* BEGIN Supplied information *

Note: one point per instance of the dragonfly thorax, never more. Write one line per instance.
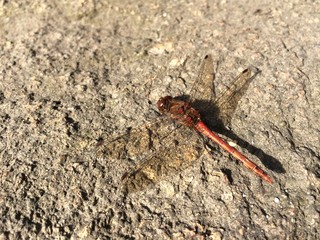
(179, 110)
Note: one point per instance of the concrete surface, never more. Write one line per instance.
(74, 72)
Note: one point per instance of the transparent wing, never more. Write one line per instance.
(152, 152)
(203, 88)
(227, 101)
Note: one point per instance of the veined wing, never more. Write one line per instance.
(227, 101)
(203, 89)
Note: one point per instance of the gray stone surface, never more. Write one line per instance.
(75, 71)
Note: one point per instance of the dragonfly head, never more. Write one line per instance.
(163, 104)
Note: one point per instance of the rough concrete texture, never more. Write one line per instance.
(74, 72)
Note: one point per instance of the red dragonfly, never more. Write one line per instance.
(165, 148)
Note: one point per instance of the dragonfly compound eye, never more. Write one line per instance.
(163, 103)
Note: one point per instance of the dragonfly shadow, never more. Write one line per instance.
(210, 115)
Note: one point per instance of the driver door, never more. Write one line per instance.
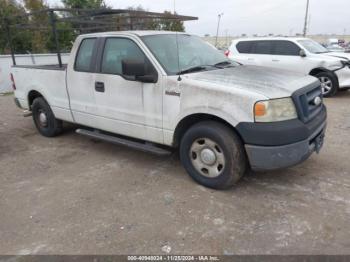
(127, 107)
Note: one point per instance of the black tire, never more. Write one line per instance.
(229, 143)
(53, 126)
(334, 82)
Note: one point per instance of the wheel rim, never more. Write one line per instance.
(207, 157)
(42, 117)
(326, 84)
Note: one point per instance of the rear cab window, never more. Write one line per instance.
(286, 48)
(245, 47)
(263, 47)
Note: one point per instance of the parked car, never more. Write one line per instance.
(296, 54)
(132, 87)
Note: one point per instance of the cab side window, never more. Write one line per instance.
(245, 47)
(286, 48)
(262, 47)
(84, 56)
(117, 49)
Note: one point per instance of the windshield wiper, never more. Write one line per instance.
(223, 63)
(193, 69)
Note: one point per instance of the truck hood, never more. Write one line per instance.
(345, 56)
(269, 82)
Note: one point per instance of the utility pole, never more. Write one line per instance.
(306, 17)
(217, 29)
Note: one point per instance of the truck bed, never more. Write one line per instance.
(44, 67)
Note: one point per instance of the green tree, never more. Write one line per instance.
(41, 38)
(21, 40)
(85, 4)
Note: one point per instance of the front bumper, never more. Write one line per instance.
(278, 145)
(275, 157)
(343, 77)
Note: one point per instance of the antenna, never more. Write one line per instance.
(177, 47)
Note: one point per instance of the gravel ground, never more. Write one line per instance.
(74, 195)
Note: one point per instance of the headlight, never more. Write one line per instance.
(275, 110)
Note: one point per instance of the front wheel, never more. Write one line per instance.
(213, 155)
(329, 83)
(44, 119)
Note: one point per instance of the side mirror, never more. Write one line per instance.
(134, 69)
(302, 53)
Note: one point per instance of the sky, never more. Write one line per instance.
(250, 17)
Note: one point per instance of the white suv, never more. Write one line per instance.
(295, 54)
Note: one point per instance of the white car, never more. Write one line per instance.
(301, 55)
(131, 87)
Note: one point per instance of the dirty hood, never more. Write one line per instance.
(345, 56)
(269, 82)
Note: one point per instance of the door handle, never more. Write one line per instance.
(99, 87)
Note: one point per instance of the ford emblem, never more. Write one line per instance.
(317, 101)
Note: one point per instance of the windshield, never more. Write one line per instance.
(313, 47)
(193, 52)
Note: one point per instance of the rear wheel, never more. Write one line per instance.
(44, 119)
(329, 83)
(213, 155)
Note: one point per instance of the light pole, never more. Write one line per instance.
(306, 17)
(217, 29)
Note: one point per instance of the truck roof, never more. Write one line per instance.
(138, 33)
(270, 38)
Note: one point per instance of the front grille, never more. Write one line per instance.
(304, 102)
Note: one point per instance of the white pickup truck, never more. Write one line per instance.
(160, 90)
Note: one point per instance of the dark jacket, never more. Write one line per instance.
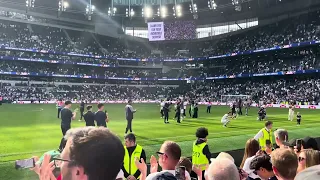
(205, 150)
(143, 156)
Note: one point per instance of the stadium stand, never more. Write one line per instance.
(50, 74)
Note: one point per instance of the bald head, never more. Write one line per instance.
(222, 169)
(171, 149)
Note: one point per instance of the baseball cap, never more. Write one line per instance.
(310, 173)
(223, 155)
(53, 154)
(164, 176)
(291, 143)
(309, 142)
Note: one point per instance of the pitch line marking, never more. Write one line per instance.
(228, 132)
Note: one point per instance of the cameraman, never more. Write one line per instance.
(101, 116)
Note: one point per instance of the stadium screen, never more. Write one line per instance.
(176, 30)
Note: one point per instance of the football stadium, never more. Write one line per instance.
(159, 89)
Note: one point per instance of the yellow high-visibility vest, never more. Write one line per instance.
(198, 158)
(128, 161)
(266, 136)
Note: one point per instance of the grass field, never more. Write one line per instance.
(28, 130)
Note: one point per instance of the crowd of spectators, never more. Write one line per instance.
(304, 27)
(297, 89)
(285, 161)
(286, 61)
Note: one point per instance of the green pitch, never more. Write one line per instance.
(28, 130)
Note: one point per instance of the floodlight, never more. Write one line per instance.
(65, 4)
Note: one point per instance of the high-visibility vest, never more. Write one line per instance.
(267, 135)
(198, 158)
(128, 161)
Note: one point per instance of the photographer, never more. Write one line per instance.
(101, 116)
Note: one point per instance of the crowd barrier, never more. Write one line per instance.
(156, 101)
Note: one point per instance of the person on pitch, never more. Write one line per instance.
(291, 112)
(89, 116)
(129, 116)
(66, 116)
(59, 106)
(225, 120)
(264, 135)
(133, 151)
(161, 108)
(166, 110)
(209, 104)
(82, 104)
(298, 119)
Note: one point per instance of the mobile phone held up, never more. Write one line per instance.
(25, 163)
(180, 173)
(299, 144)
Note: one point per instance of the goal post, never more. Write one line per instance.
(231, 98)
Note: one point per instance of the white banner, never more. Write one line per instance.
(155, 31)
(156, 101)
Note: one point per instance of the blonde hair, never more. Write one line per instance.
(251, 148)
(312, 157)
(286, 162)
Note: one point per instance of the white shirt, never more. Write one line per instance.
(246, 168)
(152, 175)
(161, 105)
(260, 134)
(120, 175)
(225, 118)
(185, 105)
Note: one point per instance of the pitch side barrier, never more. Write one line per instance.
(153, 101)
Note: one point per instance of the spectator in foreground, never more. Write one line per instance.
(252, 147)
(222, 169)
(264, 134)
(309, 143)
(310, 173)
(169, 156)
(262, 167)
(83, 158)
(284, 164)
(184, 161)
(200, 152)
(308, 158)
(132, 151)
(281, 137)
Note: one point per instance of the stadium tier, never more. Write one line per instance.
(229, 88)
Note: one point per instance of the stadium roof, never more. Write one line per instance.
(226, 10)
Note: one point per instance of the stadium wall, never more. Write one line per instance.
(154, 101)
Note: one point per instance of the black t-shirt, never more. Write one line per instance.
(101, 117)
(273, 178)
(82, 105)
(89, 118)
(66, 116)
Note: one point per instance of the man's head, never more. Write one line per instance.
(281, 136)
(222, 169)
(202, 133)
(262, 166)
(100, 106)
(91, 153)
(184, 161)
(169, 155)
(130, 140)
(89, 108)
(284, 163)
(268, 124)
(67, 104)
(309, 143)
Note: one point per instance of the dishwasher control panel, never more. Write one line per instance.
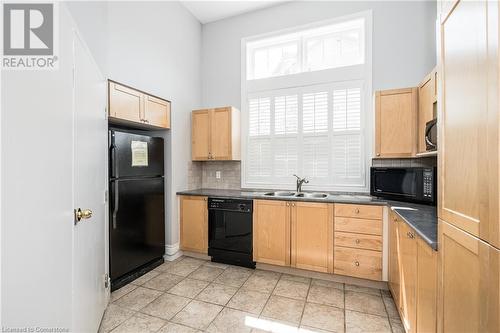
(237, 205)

* END Supplied information *

▶ Given task:
Render the lines of the material above as a JSON list of strings, one string per line, with blank lines left out and the pictures omitted.

▶ Result of the task:
[
  "Note: one point per instance of the dragonfly thorax, never more. Write one line per instance.",
  "(179, 110)",
  "Note: one point per instance of the concrete surface, never more. Write one line per instance.",
  "(74, 72)",
  "Note: one point per instance of the transparent wing, never more. Write one line per instance.",
  "(152, 152)",
  "(203, 88)",
  "(227, 101)",
  "Note: one point per instance of the veined wing, never more. Write one line per instance.",
  "(227, 101)",
  "(203, 89)",
  "Note: one point per instance of the gray stone surface, never more. Write one line per instance.",
  "(75, 71)",
  "Note: one point per instance of the dragonfly head, never more. Write one line per instance.",
  "(163, 104)",
  "Note: one point per instance of the rough concrete texture, never more. Write one line per instance.",
  "(74, 72)",
  "Note: one point per instance of the red dragonfly, never more. Write one line per instance.",
  "(165, 148)",
  "Note: one point per instance of the dragonfly compound eye, never more. Write one line per instance.",
  "(163, 103)",
  "Note: one point per instance of the dragonfly shadow, never more. Write one line per instance.",
  "(210, 115)",
  "Note: one point per instance of the driver door, never more. Write one line per instance.",
  "(127, 107)",
  "Note: one point per instance of the black tire, never more. Write one line per instance.",
  "(229, 143)",
  "(53, 126)",
  "(334, 82)",
  "Note: one point per instance of the wheel rim, never more. Write one line per instance.",
  "(207, 157)",
  "(42, 117)",
  "(326, 84)",
  "Note: one point per instance of the rear cab window, never more. Write one line per instance.",
  "(286, 48)",
  "(245, 47)",
  "(263, 47)",
  "Note: one point per instance of the parked car, never more. Write one line per instance.",
  "(296, 54)",
  "(132, 87)",
  "Note: one point per instance of the cab side window, never more. Write one line per instance.",
  "(245, 47)",
  "(286, 48)",
  "(262, 47)",
  "(84, 56)",
  "(117, 49)",
  "Note: one point per instance of the windshield wiper, never more. Write one line per instance.",
  "(223, 63)",
  "(193, 69)",
  "Note: one point per instance of the truck hood, never more. Write one line per instance.",
  "(345, 56)",
  "(269, 82)",
  "Note: one point per instance of the utility pole, never more. Write one line per instance.",
  "(306, 17)",
  "(217, 29)",
  "Note: one point per instance of the truck bed, never more. Write one line per instance.",
  "(44, 67)",
  "Note: one point per instance of the green tree, never more. Write one line per instance.",
  "(41, 38)",
  "(21, 40)",
  "(85, 4)",
  "Note: one point per instance of the front bumper, never more. Write one line per instance.",
  "(278, 145)",
  "(275, 157)",
  "(343, 77)",
  "Note: one point per instance of the antenna, never more. Write one line per instance.",
  "(177, 47)",
  "Note: one point per instance of the gravel ground, never more. Write one line per instance.",
  "(74, 195)",
  "Note: one point per instance of the headlight, never more. Write one line per instance.",
  "(275, 110)",
  "Note: one point per instance of the front wheel, never more. Write one line per instance.",
  "(213, 155)",
  "(329, 83)",
  "(44, 119)",
  "Note: one point per instance of the side mirror, never more. Write one line per instance.",
  "(134, 69)",
  "(302, 53)",
  "Note: one point per instance of the sky, never more. Write one line per instance.",
  "(250, 17)",
  "Note: one point per instance of the white suv, never more. Write one line per instance.",
  "(295, 54)",
  "Note: one point per instance of the white car, never more. Write one line per instance.",
  "(301, 55)",
  "(131, 87)",
  "Note: one point per instance of the dirty hood, never more. Write one line per instance.",
  "(345, 56)",
  "(269, 82)",
  "Note: one point per instance of the door handle, never more. Write one line per instance.",
  "(99, 87)",
  "Note: one point per instance of the ford emblem, never more. Write one line per instance.",
  "(317, 101)",
  "Note: one point per instance of the windshield, never more. Write one line per instance.",
  "(313, 47)",
  "(193, 52)",
  "Note: one point per instance of the rear wheel, never more. Write one line per instance.",
  "(44, 119)",
  "(329, 83)",
  "(213, 155)",
  "Note: one point per instance of the light pole, never more. Write one line per instance.",
  "(306, 17)",
  "(217, 29)",
  "Note: one point per instance of the truck roof, never more. Write one line per instance.",
  "(138, 33)",
  "(270, 38)",
  "Note: one point per instance of the front grille, never more. Write one line per instance.",
  "(304, 102)",
  "Note: one point per instance of the white pickup truck, never more. Write one line per instance.",
  "(160, 90)",
  "Note: one point per instance of the dark jacket, never more. Write one line per instance.",
  "(205, 150)",
  "(143, 156)",
  "Note: one point per instance of the stadium stand, never more. Write one line per instance.",
  "(50, 74)",
  "Note: one point per instance of the bald head, never more. Write one line per instance.",
  "(222, 169)",
  "(171, 149)",
  "Note: one point per instance of the baseball cap, never more. Write one line per instance.",
  "(310, 173)",
  "(223, 155)",
  "(53, 154)",
  "(164, 176)",
  "(291, 143)",
  "(309, 142)",
  "Note: one point per instance of the pitch line marking, never more. Write one line per instance.",
  "(228, 132)",
  "Note: one point per instance of the cameraman, never more. Write one line per instance.",
  "(101, 116)",
  "Note: one point per instance of the stadium screen, never more. Write one line per instance.",
  "(176, 30)",
  "Note: one point per instance of the football stadium, never more. Write one line per instance.",
  "(159, 89)",
  "Note: one point per instance of the yellow high-visibility vest, never more. Write one line per instance.",
  "(198, 158)",
  "(128, 161)",
  "(266, 136)",
  "Note: one point per instance of the grass field, never more. Write one line per instance.",
  "(28, 130)",
  "Note: one point per instance of the crowd of spectators, never more. Write one line per instance.",
  "(304, 27)",
  "(297, 89)",
  "(285, 161)",
  "(286, 61)",
  "Note: one point per instance of the green pitch, never more. Write one line per instance.",
  "(28, 130)",
  "Note: one point per instance of the floodlight, never more. Write one line per instance.",
  "(65, 4)",
  "Note: one point per instance of the high-visibility vest, never more. Write one line per instance.",
  "(267, 135)",
  "(198, 158)",
  "(128, 161)",
  "Note: one point per instance of the photographer, never more. Write one line per instance.",
  "(101, 116)",
  "Note: one point per instance of the crowd barrier, never more. Write one line per instance.",
  "(156, 101)",
  "Note: one point per instance of the person on pitch, never more. Write one line per instance.",
  "(291, 112)",
  "(89, 116)",
  "(129, 116)",
  "(66, 116)",
  "(59, 106)",
  "(225, 120)",
  "(264, 135)",
  "(133, 151)",
  "(161, 108)",
  "(166, 110)",
  "(209, 104)",
  "(82, 104)",
  "(298, 119)",
  "Note: one point per instance of the mobile phone held up, never more. Write one line per instance.",
  "(25, 163)",
  "(180, 173)",
  "(299, 144)",
  "Note: one point per instance of the goal post, never more. Write one line per instance.",
  "(231, 98)",
  "Note: one point per instance of the white banner, never more. Write one line per instance.",
  "(155, 31)",
  "(156, 101)",
  "Note: one point per instance of the blonde hair, never more. Write one line per instance.",
  "(251, 148)",
  "(312, 157)",
  "(286, 162)",
  "Note: one point per instance of the white shirt, never more. Write one line per instance.",
  "(246, 168)",
  "(152, 175)",
  "(161, 105)",
  "(260, 134)",
  "(120, 175)",
  "(225, 118)",
  "(185, 105)",
  "Note: one point per instance of the pitch side barrier, never more. Write one line per instance.",
  "(153, 101)",
  "Note: one point per instance of the spectator in foreground, never more. Write one line per instance.",
  "(252, 147)",
  "(222, 169)",
  "(264, 134)",
  "(309, 143)",
  "(310, 173)",
  "(169, 156)",
  "(262, 167)",
  "(83, 158)",
  "(284, 164)",
  "(184, 161)",
  "(200, 152)",
  "(308, 158)",
  "(132, 151)",
  "(281, 137)",
  "Note: one point per instance of the stadium tier, never more. Write one line per instance.",
  "(229, 88)",
  "Note: one point per instance of the stadium roof, never more. Write one line per instance.",
  "(226, 10)",
  "Note: one point per instance of the stadium wall, never more. Write one line per instance.",
  "(154, 101)",
  "Note: one point per instance of the black t-shirt, never more. Write one line per instance.",
  "(101, 117)",
  "(273, 178)",
  "(82, 105)",
  "(89, 118)",
  "(66, 116)",
  "Note: one point per instance of the man's head, never more. Write one line per instance.",
  "(281, 136)",
  "(222, 169)",
  "(202, 133)",
  "(262, 166)",
  "(100, 106)",
  "(91, 153)",
  "(184, 161)",
  "(169, 155)",
  "(130, 140)",
  "(89, 108)",
  "(284, 163)",
  "(268, 124)",
  "(67, 104)",
  "(309, 143)",
  "Note: one point per instance of the dishwasher control panel, never more. Write one line per instance.",
  "(237, 205)"
]